**Passage for review**.
***

Normal or negative for intraepithelial lesion or malignancy. This means that the cells that were examined on your Pap test appear normal and do not show precancerous changes.
A typical Squamous Cells or ASC. This means that there are cells in your Pap test that appear unusual but are not abnormal. These mild changes can be caused by infection or changes in a woman's hormones. Your healthcare provider will usually suggest treating an infection if you are found to have one, repeating a Pap smear in six months or follow-up with colposcopy.
CIN (cervical intraepithelial neoplasia) and SIL (squamous intraepithelial lesion) mean the same thing and both refer to pre-cancerous changes of the cervix. CIN1 and Low-grade SIL are less severe changes that often will not need treatment. Low-grade SIL or mild change is also often seen when there is infection of the cervix with the Human Papillomavirus or HPV. CIN2 or 3 and High-grade SIL are more severe changes in the cervix that are more likely to progress to cancer and will usually require treatment. The good news is that HSILs (high-grade squamous intraepithelial lesions) such as CIN2 or 3 can be completely treated with simple procedures that can often be carried out right in your doctor's office or clinic.
Atypical Glandular Cells or AGC. This means that a type of cell present in the cervix, uterus, Fallopian tube, ovary or breast is present in the Pap smear and shows changes that may be the result of the pre-cancerous or cancerous change. This result will usually prompt your doctor to suggest prompt follow-up with a colposcopy.
Cancer or carcinoma. This means that there are abnormal cells on your Pap test that may have come from a cancer or a severe pre-cancerous lesion on the cervix. This result should always be followed up with an immediate colposcopy.

***

**Your tasks**.
1) List every body part that the text on Pap test results names as a place where the glandular cell type described under AGC may be present.
2) From the text on Pap test results, copy the part that begins with the words containing "A typical Squamous" and ends with "follow-up with colposcopy.".

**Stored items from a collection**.

***

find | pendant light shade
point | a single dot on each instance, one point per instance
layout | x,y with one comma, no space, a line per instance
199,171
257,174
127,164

***

**Responses to the exercise**.
1) cervix, uterus, Fallopian tube, ovary, breast

2)
A typical Squamous Cells or ASC. This means that there are cells in your Pap test that appear unusual but are not abnormal. These mild changes can be caused by infection or changes in a woman's hormones. Your healthcare provider will usually suggest treating an infection if you are found to have one, repeating a Pap smear in six months or follow-up with colposcopy.